• **TASKS AND EXERCISES**:
a – Answer these questions from the text on Paola Boni's paintings below, one answer per line:
(i) Which material predominates in her paintings?
(ii) What phrase does the text use for the kind of art Boni has a penchant for?
(iii) Whose objects' gleam does her work at times bring to mind?
b – Write the next part of the text on Paola Boni's paintings below, picking up after its final sentence.

• **SELECTED PASSAGE**:
┄┄┄┄┄┄┄┄┄┄┄┄┄┄┄┄┄┄┄┄
Paola Boni’s paintings are not simple still-life paintings, but pictorial creatures, chromatic realities nourished by a distinctive brightness and transparency. They are everyday objects, symbols of a conscience at peace with itself and the wider world, satisfied by the little things – not things in poor taste, but things that bring to mind the pleasure of quality, cleanliness, composition. This is what Paola Boni’s canvases tell us: not an insignificant message in a world like the one we live in, dominated by so many other components.
Glass predominates in her paintings, urging her paintbrush on, creating effects of transparency and vibration paired with the fluidity of liquid: glasses, jugs and bottles feature in almost every painting,ever-present icons that help the painter demonstrate her masterful skills: here, light condenses and oscillates, depicted with meticulous, clearly-defined brushstrokes; there, ceramics and porcelain sparkle. The result is a lucid painting immersed in a space that is constructed and delimited with certainty, where what prevails is the harmony of the composition and the extreme neatness of the colours, which light up the painting and assert themselves thanks to fitting choices, including as part of the backdrop. The contours of her paintings are remarkable for their soft precision: the solidity of the materials seems delicately subdued, and objects are stripped of their weight, rejoicing in a lightness of being that is almost metaphysical. While today we talk about the return of a new neo-realism that aims to reinstate the concrete representation of reality, mixing documentation with invention and visually immersing the viewer in the essence of truth, Boni has a penchant for what could be described as neo-twentieth century art. She also knows how to use the occasional fantastical, dream-like element, mixing them into her work with her own unique style, subverting everyday combinations with wandering interlopers that create amusing, ironic touches in places. At times, her work brings to mind the gleam of Morandi’s objects or the neat, sculpted contours of Donghi, Tozzi, and Casorati.
┄┄┄┄┄┄┄┄┄┄┄┄┄┄┄┄┄┄┄┄
• **MATERIAL SHOWN**:
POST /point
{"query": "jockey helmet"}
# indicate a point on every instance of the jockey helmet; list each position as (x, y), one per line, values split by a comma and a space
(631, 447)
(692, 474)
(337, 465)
┄┄┄┄┄┄┄┄┄┄┄┄┄┄┄┄┄┄┄┄
• **RESPONSE LIST**:
a –
(i) Glass
(ii) Neo-twentieth century art
(iii) Morandi's

b –
But in competition with photography, particularly in her still lifes, she reveals instead the contemporaneity of her work, the very thin line that divides different means of representation today and their cross-contamination – the symbol of post-modernity. The explosive vitality of fruit at its most ripe, water and wine symbolizing life and regeneration, glass and crystal that call to mind purity, clarity of thought and lucidity of spirit: without doubt, Boni’s vision is a positive one, as mentioned before. Individual images in her paintings, precisely because of how they are depicted, cannot fail to reveal a deeper metaphorical meaning hidden in the straightforward simplicity of the everyday. It is our job to enter inside and try to decode these invisible symbols, symbols found in every genuine work of art, as opposed to the work of mere hobbyists.